Erling Haaland hitting an acrobatic volley in EA Sports FC 24
No man's Haaland. | Image credit: EA Sports

Like FIFA, the EAFC 24 meta won’t be the same at the end of its yearly life cycle as at the start, and how staid EA are with giving players these bonuses during Ultimate Team special events will have a big role to play in that. But I have some inklings that adjustments might have to be made. Fast and agile players with acceleration playstyles are so explosive that they might just be able to roadrunner around everything. Power shots, on the other hand, might travel so fast that you can just wallop them in from anywhere whenever you can carve out an inch.

All together it’s a cacophony of information to soak in, digest and react to moment-to-moment. A real adrenaline rush.

On the Career Mode front, EAFC 24 clears the low bar of functionality to be better than FIFA 23 (I’ve written before about how the player performance ratings were broken for me across multiple saves to the point where playing properly was impossible). But to judge it on its own merits, I’ve found the experience as compelling as the football everywhere else so far.

Work to complete. Carry on the text about EA Sports FC 24 from its final sentence. The entries are unrelated to the text about EA Sports FC 24.

Stored data.
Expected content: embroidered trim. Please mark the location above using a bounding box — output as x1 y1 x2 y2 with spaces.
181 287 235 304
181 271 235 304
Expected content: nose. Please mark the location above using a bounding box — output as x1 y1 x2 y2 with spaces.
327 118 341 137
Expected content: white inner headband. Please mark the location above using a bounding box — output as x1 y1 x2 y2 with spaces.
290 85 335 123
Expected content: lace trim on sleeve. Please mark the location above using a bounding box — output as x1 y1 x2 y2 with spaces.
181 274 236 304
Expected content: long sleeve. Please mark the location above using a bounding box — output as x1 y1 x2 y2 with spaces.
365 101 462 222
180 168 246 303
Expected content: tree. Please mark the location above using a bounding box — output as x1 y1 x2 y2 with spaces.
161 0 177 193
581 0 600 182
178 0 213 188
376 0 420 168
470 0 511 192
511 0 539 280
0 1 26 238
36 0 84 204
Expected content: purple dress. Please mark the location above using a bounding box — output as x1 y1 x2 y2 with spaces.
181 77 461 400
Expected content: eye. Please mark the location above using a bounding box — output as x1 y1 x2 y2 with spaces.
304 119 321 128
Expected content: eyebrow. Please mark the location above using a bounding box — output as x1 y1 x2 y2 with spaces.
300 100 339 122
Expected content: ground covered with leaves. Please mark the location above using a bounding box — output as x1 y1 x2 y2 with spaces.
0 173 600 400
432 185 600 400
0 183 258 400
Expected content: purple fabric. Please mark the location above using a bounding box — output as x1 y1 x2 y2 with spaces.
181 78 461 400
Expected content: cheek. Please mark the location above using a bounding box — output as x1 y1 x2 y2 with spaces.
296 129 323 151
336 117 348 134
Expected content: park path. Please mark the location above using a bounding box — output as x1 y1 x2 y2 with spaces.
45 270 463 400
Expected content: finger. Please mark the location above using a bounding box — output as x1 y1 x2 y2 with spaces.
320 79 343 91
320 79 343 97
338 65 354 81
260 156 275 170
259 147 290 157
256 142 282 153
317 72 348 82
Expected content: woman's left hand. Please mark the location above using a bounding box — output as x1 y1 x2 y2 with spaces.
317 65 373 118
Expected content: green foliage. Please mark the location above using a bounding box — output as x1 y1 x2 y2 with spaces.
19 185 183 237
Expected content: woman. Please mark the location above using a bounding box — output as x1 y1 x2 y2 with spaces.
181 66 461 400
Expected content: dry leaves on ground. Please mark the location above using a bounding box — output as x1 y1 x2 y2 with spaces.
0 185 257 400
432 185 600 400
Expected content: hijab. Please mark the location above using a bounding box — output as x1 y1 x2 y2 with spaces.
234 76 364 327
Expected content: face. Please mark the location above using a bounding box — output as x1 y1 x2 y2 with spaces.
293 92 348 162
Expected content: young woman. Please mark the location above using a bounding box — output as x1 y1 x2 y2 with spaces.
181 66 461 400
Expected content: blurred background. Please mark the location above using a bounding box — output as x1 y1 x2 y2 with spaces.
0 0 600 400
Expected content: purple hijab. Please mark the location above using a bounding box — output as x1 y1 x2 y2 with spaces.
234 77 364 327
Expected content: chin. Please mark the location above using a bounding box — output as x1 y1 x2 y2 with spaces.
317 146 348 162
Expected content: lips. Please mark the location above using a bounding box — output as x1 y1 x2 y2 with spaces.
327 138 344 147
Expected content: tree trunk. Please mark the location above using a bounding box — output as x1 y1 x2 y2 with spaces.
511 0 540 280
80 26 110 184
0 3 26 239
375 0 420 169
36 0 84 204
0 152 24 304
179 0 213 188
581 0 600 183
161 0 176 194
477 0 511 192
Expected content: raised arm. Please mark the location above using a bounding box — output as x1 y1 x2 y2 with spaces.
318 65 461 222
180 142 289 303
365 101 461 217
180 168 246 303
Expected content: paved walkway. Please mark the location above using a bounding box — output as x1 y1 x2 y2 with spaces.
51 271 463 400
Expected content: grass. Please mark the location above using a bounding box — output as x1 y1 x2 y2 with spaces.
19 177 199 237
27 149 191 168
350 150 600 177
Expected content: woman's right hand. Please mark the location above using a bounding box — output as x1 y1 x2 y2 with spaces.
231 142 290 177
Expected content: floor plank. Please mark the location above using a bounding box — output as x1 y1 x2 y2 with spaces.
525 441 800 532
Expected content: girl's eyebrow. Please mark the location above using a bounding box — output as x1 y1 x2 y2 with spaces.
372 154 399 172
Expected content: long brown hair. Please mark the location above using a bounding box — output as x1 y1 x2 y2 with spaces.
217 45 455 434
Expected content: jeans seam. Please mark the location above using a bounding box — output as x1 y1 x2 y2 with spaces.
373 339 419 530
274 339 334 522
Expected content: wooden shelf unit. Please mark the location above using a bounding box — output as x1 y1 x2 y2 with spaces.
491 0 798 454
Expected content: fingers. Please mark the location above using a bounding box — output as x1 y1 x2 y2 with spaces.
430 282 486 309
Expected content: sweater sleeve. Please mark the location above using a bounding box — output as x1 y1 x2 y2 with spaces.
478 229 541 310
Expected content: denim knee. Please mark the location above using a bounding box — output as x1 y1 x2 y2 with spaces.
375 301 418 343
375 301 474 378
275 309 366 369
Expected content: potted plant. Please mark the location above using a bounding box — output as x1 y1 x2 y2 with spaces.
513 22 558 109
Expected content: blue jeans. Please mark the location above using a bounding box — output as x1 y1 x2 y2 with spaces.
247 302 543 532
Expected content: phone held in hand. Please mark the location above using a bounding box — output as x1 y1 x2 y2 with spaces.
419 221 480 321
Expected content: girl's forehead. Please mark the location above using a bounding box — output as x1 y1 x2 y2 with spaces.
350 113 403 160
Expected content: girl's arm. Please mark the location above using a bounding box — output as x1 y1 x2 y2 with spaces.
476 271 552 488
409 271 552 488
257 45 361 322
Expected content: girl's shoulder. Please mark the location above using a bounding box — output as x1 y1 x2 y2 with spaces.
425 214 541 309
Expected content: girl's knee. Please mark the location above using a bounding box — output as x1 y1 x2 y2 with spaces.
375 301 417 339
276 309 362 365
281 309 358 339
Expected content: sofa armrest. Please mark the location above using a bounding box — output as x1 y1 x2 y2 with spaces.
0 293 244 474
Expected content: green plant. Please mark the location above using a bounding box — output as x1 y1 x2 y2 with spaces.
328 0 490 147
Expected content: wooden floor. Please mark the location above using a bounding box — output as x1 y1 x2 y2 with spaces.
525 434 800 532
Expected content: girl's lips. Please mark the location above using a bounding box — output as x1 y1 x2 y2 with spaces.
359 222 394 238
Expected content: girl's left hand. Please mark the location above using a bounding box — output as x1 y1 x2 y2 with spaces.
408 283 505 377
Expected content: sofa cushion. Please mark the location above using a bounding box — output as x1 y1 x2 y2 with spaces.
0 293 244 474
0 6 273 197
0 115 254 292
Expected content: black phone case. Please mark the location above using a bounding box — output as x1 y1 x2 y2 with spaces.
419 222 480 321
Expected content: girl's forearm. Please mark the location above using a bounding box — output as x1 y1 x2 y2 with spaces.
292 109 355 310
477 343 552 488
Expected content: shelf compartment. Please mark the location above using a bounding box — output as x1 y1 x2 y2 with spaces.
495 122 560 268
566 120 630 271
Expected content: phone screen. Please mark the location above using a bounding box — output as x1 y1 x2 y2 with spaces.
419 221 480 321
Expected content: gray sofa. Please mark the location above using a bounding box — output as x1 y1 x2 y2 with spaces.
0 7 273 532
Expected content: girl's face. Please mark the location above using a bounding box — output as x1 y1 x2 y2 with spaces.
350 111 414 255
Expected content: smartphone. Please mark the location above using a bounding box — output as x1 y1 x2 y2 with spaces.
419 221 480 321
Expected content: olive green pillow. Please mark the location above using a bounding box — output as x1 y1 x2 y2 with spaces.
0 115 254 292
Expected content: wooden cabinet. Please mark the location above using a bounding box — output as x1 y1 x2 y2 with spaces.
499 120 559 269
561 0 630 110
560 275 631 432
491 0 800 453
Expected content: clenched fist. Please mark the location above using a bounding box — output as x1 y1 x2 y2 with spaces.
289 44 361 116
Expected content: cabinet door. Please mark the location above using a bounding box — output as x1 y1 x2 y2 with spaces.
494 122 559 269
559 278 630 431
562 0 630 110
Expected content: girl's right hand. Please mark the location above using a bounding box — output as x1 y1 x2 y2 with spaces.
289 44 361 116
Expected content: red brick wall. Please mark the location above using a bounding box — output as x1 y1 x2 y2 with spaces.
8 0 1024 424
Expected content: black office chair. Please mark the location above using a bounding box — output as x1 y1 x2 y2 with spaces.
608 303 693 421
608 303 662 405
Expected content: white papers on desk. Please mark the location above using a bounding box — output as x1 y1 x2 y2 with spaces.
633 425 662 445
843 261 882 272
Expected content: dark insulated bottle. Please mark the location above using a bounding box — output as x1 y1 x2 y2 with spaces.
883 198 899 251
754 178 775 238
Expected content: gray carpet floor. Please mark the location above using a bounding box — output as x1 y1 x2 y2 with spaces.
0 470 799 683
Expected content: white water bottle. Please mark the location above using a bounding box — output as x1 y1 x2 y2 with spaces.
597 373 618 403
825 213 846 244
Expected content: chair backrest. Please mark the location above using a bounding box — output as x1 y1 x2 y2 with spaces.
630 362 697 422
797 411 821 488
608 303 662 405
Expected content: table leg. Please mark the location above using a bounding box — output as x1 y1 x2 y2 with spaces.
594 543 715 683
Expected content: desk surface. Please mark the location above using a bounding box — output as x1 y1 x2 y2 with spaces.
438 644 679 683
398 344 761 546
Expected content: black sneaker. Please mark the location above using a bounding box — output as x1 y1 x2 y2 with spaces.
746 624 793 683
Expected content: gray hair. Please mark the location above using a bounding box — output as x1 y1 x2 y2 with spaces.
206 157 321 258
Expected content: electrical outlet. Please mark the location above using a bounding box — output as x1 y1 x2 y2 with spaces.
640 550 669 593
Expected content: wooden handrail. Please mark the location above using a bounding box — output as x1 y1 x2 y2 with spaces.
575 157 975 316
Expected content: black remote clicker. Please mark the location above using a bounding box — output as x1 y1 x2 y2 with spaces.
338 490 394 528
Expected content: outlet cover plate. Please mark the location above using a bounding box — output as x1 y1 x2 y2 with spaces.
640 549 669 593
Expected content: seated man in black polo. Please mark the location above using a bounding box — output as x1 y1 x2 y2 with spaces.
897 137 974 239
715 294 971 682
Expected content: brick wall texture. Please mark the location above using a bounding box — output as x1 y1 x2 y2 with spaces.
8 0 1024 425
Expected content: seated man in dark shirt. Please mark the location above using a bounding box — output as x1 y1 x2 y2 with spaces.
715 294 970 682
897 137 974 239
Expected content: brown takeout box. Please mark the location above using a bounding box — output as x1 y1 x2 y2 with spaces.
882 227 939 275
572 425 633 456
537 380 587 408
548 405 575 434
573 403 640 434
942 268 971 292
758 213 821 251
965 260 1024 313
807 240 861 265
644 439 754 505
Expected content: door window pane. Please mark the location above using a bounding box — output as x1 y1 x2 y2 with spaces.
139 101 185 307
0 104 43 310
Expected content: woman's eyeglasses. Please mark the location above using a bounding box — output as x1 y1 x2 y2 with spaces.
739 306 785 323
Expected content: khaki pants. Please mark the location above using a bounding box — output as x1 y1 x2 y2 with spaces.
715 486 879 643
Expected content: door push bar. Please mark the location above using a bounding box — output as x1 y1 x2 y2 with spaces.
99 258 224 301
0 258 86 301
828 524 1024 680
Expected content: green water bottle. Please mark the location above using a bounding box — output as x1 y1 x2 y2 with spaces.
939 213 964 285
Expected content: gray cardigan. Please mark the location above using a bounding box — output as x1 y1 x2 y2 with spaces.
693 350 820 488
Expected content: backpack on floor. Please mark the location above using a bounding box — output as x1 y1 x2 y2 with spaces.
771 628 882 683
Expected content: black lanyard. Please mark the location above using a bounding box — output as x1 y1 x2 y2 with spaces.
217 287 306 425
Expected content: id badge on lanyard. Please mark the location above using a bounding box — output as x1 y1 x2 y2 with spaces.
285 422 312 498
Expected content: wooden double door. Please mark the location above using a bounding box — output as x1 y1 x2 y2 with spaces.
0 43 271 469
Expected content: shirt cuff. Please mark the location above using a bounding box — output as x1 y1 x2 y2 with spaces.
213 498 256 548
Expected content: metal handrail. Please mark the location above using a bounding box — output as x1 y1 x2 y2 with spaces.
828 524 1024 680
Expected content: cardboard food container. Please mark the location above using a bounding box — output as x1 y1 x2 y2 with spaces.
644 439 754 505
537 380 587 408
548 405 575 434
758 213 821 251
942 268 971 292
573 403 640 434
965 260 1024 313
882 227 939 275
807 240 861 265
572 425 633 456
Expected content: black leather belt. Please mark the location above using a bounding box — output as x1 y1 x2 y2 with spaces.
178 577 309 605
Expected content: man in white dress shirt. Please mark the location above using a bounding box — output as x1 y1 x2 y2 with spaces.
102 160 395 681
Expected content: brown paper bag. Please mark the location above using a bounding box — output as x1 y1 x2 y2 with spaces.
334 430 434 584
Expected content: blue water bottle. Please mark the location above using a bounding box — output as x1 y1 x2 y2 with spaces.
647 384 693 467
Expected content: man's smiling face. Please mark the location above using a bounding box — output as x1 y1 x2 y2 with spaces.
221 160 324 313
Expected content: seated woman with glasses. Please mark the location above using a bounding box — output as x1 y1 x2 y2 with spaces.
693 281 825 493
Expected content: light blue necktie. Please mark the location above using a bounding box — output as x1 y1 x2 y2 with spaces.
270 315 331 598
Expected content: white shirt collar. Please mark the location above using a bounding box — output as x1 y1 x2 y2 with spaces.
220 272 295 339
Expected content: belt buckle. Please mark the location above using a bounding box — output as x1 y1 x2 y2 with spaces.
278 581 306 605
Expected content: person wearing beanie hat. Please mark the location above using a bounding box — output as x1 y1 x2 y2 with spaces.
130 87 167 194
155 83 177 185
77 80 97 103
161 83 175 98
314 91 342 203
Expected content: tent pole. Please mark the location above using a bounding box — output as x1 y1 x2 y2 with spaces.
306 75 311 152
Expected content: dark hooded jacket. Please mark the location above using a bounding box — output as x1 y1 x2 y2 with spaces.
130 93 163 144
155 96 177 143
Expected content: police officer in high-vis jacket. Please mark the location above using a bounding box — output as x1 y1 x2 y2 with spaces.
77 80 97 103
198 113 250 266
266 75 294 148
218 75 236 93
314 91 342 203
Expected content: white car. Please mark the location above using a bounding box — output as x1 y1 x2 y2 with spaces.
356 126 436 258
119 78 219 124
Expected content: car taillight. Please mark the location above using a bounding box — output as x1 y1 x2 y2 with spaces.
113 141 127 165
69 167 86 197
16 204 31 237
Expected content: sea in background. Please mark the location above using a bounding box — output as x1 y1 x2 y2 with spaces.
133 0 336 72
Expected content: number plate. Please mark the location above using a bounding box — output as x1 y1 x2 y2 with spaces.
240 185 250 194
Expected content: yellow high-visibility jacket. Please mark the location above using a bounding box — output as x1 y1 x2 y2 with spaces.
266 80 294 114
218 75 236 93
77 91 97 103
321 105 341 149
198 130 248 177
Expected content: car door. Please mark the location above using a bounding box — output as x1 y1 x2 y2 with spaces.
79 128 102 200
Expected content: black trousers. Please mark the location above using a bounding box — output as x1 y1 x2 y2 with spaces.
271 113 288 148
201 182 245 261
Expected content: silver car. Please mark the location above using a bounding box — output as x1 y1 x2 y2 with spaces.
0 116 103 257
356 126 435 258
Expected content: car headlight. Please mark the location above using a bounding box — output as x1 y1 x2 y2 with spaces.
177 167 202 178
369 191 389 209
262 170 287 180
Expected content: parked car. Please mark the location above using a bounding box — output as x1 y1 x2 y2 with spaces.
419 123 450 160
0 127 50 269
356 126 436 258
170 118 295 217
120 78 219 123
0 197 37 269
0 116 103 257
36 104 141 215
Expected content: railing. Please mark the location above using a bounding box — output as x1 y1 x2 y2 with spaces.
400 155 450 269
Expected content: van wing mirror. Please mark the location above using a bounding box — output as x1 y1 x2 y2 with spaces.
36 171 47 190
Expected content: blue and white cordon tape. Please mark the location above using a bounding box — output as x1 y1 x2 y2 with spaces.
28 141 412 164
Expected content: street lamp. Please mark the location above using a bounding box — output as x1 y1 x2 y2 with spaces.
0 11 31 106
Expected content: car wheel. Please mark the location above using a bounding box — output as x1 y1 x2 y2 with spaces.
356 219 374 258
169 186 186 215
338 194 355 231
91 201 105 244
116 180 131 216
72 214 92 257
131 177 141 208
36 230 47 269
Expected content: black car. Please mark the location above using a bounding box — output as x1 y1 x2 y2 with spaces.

Reply.
It’s still not as reactive as it could be, or would be in a dream-game scenario, so incongruous and repetitive questions mean you’re skipping through press conferences before long, but not all of the background elements feel totally ancillary.

Players demonstrating the seven acceleration archetypes in EA Sports FC 24, including Lengthy, Controlled and Explosive
Lengthy, controlled, or explosive - like a good bowel movement. | Image credit: EA Sports

Rather than being another screen to simulate through, training drills before a match now give selected players a temporary Playstyle to utilise in the next game. This combined with slightly deeper club building, where you choose a coaching philosophy like Tiki-taka or Gegenpressing then hire staff to teach it to your players for a stat boost, add to your managerial to-do list and break up the Career Mode loop that’s been almost identical for a while.

In Ultimate Team, the introduction of women's league players adds a chaotic new element to team-building with hype already mounting around the most overpowered players like skiller Fridolina Roflo and speed-demon Sophia Smith. The chemistry refresh in FIFA 23 might have removed the penalties for poor links, but made it so themes had to be more consistent throughout the entirety of your squad to get the full boost. This means it can be tough to work in isolated players from different leagues, which is more often the women's players because there are so many more men.

However, despite this, their integration in-game feels natural and just as much fun to experiment with.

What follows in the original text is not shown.